Written request =>
Rescale the records below by writing out every line again, with each coordinate in the answers multiplied by 1.4 and rounded to a whole number, halves going up. Leave the pictures out of your answer.

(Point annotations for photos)
+ + + + +

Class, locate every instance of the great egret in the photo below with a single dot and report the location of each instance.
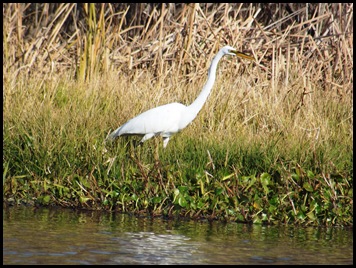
(168, 119)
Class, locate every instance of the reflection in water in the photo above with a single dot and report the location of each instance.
(64, 236)
(151, 248)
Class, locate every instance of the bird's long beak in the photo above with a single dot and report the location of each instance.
(242, 55)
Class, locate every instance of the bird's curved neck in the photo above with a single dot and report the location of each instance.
(196, 106)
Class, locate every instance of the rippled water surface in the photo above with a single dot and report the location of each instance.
(64, 236)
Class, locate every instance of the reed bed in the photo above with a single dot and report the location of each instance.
(273, 143)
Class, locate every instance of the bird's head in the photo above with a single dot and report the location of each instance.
(227, 50)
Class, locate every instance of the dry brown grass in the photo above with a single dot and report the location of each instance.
(135, 57)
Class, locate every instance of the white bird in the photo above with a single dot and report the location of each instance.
(168, 119)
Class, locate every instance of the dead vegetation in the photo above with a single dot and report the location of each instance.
(314, 40)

+ + + + +

Full answer =>
Class, locate every instance of the great egret in the photo below with a single dot and report the location of each instance.
(235, 167)
Class, locate every instance of the reflection in water in the photo above with a single dot and report the location of each instance.
(90, 330)
(211, 347)
Class, locate every instance of the bird's long beak in the photo above with a single dot and report the location of each instance.
(339, 77)
Class, locate every instance of the bird's curved neck in the photo above with a single dot and report the location of each instance.
(274, 148)
Class, locate every instance of the rippled water surface in the photo above with a single dot and report the location of each instance.
(90, 330)
Class, locate every instance of the reed bed in the photo above with a single dot and report the location of each instance.
(382, 200)
Class, locate every instance of the bird's head in the photo above with a single dot and report the location of each instance.
(318, 70)
Class, locate every instance of the dry brown grass in the photo above with a single dot and report the location of each instance.
(189, 80)
Class, locate every instance of the white bird in the photo above with a single dot and report the location of each instance.
(235, 167)
Class, locate every instance of the dead vegetation in the photo above with a single dot and report the location of each instance.
(440, 56)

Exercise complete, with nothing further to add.